Lang, Heinrich - 5. Das Ewige im Vergänglichen.
Prediger Salomo 1, 14:
Ich sahe an alles Thun, das unter der Sonne geschieht, und siehe, es war Alles eitel und Jammer.
„Ach! wie nichtig, ach! wie flüchtig
Ist der Menschen Leben!
Wie ein Nebel bald entstehet,
Und auch wieder bald vergehet.
So ist unser Leben, sehet!
Ach! wie nichtig, ach! wie flüchtig
Sind der Menschen Sachen!
Alles, Alles, was wir sehen.
Das muß fallen und vergehen;
Wer Gott hat, bleibt ewig stehen,“
So, meine christlichen Freunde, singt ein christlicher Dichter. Die Vorstellung von der Hinfälligkeit und Nichtigkeit der menschlichen Dinge ist keine von denjenigen, die wir erst in die Leute hineinpredigen müßten; „Alles ist eitel!“ so hören's wir ja sowohl aus dem Munde des genußsüchtigen Weltmenschen, dem aus dem Kelche der Lust an seinem Lebensende Uebersättigung und Ueberdruß schäumt, als aus dem Munde des Frommen, der sich weltverachtend in ein anderes Leben hinübersehnt. Aber den Meisten von Denen, die so laut klagen über die Eitelkeit der Welt, dürfte zugerufen werden: Erkennet doch vor Allem, daß eure Klagen über die Nichtigkeit der Welt unter allem Nichtigen das Nichtigste sind. Wendet auf eure Seufzer und Klagen das Wort des Predigers an: Alles unter der Sonne ist eitel. Es gibt eine Frömmigkeit, die nach dem Ausdruck eines kräftigen Predigers unserer Zeit „den Himmel anweint und der Erde den Rücken kehrt,“ die dem Ewigen nur wie einem Schatten nachjagt und dasselbe nie erreicht, die Gott und Welt als zwei Verhältnisse ansieht, von denen das Eine nur drüben, das Andere nur hüben ist; so bleibt natürlich diese Welt immer geist- und gottlos, durchaus nichtig und eitel, wie der Leib, vom Geiste verlassen, nur Staub und Asche ist.

+--

GESTELLTE AUFGABE A |
Beantworte anhand der Predigt kurz diese Fragen:
(i) Welche Bibelstelle steht am Anfang?
(ii) Womit vergleicht das zitierte Lied das Leben der Menschen?
(iii) Was ist der Leib laut dem letzten Satz, wenn ihn der Geist verlassen hat?

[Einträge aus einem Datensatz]
+--

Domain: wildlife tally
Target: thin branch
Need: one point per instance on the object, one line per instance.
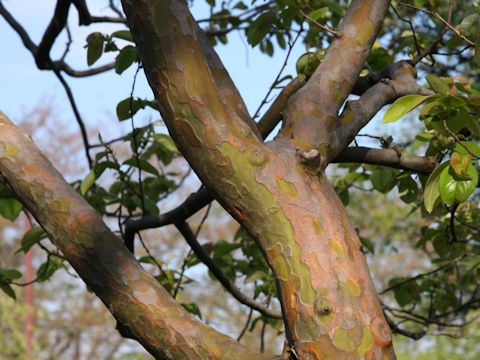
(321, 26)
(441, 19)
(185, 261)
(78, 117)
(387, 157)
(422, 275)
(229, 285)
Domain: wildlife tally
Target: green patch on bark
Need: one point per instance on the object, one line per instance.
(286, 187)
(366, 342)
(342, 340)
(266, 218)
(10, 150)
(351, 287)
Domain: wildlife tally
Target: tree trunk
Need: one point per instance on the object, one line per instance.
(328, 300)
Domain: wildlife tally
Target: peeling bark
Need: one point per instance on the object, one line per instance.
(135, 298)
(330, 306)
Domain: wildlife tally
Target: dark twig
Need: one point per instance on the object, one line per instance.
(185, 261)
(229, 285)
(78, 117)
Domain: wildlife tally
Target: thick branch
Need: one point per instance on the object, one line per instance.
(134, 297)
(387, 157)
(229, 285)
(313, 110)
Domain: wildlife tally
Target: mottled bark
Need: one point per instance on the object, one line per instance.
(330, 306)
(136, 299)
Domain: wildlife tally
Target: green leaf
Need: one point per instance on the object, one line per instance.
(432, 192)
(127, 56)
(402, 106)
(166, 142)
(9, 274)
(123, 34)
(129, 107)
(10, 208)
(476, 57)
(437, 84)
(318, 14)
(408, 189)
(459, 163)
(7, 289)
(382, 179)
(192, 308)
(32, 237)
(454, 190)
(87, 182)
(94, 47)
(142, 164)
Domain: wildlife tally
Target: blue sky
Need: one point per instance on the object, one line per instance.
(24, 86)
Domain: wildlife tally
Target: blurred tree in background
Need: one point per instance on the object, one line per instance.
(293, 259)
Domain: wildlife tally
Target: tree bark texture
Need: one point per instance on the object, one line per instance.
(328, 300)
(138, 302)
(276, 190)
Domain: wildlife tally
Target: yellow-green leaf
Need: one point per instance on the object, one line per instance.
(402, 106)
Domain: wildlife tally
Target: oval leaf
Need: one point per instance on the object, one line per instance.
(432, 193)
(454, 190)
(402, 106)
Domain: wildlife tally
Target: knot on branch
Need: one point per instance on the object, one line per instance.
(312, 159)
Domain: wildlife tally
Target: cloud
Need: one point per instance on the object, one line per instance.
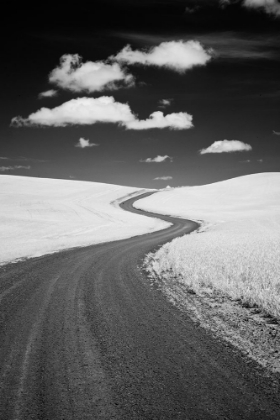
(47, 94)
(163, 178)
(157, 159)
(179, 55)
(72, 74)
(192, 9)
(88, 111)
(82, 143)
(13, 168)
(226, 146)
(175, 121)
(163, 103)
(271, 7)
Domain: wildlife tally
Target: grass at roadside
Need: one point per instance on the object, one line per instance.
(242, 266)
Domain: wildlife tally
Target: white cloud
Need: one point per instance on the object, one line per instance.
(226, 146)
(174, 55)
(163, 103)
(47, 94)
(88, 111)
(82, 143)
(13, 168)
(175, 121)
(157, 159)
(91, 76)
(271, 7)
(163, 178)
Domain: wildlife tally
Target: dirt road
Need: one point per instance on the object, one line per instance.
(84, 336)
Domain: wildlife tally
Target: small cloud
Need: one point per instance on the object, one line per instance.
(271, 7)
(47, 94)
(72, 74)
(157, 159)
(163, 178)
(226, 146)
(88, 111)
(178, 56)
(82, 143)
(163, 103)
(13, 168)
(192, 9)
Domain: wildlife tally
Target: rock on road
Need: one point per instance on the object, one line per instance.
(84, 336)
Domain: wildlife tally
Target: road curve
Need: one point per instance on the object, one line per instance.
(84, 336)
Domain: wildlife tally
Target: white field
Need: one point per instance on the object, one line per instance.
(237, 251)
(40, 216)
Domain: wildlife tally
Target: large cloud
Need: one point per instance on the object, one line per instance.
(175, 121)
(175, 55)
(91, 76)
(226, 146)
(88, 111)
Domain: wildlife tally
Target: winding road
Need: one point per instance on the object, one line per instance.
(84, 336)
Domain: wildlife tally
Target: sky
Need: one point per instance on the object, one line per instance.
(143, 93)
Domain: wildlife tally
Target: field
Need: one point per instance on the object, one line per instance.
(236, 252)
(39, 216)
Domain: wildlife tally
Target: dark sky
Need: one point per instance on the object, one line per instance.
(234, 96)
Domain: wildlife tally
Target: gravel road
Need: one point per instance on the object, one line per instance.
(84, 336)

+--

GESTELLTE AUFGABE B | Filtere die Auflistung oben und gib jede Zeile wieder, in der das Wort „bark“ vorkommt.

VOLLSTÄNDIGE ANTWORT A |
(i) Prediger Salomo 1, 14
(ii) Mit einem Nebel, der bald entsteht und auch wieder bald vergeht
(iii) Nur Staub und Asche

VOLLSTÄNDIGE ANTWORT B |
Target: green patch on bark
Target: peeling bark
Target: mottled bark
Target: tree bark texture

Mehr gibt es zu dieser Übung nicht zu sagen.